◆ REQUIRED ACTION ◆
Reproduce every entry that follows word for word.

[Collected data]
.....
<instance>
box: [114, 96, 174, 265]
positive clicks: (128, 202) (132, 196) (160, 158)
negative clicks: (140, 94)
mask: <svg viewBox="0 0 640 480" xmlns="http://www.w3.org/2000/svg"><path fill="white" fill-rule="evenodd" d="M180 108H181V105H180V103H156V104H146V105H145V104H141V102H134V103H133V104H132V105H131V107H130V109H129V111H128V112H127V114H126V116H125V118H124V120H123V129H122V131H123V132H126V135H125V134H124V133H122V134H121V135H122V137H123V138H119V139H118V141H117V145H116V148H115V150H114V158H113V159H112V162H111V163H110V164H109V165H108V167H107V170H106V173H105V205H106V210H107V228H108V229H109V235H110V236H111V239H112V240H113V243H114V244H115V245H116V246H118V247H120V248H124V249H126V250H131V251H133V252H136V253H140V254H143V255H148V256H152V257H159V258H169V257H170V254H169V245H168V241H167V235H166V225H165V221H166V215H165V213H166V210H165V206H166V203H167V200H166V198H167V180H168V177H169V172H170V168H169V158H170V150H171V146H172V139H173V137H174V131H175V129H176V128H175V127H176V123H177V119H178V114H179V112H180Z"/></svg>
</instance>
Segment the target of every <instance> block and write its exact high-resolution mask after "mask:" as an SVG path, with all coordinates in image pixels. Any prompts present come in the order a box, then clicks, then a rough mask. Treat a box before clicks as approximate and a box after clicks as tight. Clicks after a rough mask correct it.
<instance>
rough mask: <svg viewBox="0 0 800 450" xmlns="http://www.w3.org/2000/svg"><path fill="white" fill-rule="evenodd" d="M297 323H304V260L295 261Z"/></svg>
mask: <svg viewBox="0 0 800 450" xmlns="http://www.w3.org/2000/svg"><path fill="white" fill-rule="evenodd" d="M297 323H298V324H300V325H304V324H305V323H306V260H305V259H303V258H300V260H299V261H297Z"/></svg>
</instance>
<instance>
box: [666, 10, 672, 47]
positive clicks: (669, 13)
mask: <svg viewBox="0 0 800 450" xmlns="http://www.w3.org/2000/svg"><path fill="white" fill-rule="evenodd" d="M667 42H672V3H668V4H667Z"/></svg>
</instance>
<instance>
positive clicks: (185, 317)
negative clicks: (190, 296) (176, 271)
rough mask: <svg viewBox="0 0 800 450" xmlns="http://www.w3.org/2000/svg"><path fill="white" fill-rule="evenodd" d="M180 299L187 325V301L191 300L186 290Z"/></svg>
.....
◆ RESPONSE TO THIS TASK ◆
<instance>
box: [114, 96, 174, 265]
positive clicks: (128, 202) (132, 196) (160, 158)
negative clicks: (140, 94)
mask: <svg viewBox="0 0 640 480" xmlns="http://www.w3.org/2000/svg"><path fill="white" fill-rule="evenodd" d="M180 108H181V105H180V103H156V104H146V105H145V104H141V102H134V103H133V104H132V105H131V107H130V109H129V111H128V112H127V114H126V116H125V118H124V120H123V129H122V131H123V132H126V135H125V134H124V133H122V134H121V135H122V137H123V138H119V139H118V141H117V145H116V148H115V150H114V158H113V159H112V162H111V163H110V164H109V165H108V167H107V170H106V173H105V205H106V210H107V228H108V229H109V235H110V236H111V239H112V240H113V243H114V244H115V245H116V246H118V247H120V248H124V249H126V250H131V251H133V252H136V253H140V254H143V255H148V256H152V257H159V258H169V257H170V254H169V245H168V241H167V235H166V225H165V221H166V215H165V213H166V210H165V206H166V203H167V200H166V198H167V180H168V177H169V172H170V168H169V158H170V150H171V146H172V139H173V137H174V131H175V129H176V128H175V127H176V123H177V119H178V114H179V112H180Z"/></svg>
</instance>
Segment the target of every <instance> block and write its exact high-resolution mask after "mask:" as an SVG path, with all coordinates in image pixels. Any prompts present come in the order a box, then clicks, then a rough mask. Treat a box before clicks as approximate and a box after clicks as tight. Clicks after a rough mask correct it.
<instance>
rough mask: <svg viewBox="0 0 800 450" xmlns="http://www.w3.org/2000/svg"><path fill="white" fill-rule="evenodd" d="M297 323H304V260L295 261Z"/></svg>
mask: <svg viewBox="0 0 800 450" xmlns="http://www.w3.org/2000/svg"><path fill="white" fill-rule="evenodd" d="M297 323H298V324H300V325H304V324H305V323H306V260H305V259H303V258H300V260H299V261H297Z"/></svg>
</instance>
<instance>
box: [666, 10, 672, 47]
positive clicks: (669, 13)
mask: <svg viewBox="0 0 800 450" xmlns="http://www.w3.org/2000/svg"><path fill="white" fill-rule="evenodd" d="M667 42H672V3H668V4H667Z"/></svg>
</instance>
<instance>
positive clicks: (185, 317)
negative clicks: (190, 296) (176, 271)
rough mask: <svg viewBox="0 0 800 450" xmlns="http://www.w3.org/2000/svg"><path fill="white" fill-rule="evenodd" d="M180 299L187 325V301L191 300L186 290Z"/></svg>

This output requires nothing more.